> Given records
****************
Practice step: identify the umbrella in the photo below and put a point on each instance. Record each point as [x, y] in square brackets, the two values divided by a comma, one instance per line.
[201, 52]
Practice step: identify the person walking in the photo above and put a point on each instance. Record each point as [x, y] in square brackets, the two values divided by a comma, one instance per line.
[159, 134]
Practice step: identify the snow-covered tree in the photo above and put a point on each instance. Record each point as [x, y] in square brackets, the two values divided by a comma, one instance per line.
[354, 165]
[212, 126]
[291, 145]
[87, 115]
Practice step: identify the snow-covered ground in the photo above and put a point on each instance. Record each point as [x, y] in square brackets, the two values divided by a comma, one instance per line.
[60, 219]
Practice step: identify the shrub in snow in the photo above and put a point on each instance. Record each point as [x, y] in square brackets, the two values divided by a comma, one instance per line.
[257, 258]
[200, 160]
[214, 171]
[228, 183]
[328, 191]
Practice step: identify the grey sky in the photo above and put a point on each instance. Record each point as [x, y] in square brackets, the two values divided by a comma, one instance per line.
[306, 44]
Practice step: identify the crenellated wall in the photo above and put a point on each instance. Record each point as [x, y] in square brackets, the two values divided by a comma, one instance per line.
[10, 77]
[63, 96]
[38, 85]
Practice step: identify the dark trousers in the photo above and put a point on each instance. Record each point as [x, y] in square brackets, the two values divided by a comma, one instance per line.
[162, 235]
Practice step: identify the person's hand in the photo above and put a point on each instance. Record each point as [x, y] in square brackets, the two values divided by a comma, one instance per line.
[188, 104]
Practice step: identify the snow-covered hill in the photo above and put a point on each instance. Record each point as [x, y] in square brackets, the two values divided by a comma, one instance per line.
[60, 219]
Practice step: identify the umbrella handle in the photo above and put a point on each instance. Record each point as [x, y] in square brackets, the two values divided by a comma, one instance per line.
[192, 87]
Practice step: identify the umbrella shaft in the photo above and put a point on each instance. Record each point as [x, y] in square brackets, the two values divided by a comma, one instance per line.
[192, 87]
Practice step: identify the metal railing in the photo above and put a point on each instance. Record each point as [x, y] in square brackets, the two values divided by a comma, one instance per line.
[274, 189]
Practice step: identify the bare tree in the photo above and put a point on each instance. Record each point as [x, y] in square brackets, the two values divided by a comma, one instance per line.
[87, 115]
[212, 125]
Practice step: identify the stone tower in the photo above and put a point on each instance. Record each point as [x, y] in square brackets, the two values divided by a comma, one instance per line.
****************
> What you will do
Repeat exactly the lines starting at the line with "Practice step: identify the umbrella handle" and ending with the final line of the entries. Include nothing else.

> Task response
Practice step: identify the umbrella handle in the photo above and put a point on each instance. Record each point as [x, y] in square brackets, the two values divided by a comma, one instance per line.
[192, 87]
Practice step: identify the umbrella shaft in the photo above and put a point on each instance. Record each point as [x, y] in square brackets, the two values divided by a comma, one instance per line.
[192, 87]
Practice step: identify the metal railing in the photo above and put a point on each instance. Record each point as [x, y] in square brackets, the two values divided by a comma, one instance per line.
[274, 189]
Practice step: identify the bare tree in the photo above and put a point on each instance. Record each point as [x, y] in square brackets, the two values divided by a comma, one instance per line.
[87, 115]
[212, 125]
Practice step: identify the stone tower in the photo above and put a point on each instance. Record each point as [x, y] in square brackets, the two values divided by a comma, one instance per line.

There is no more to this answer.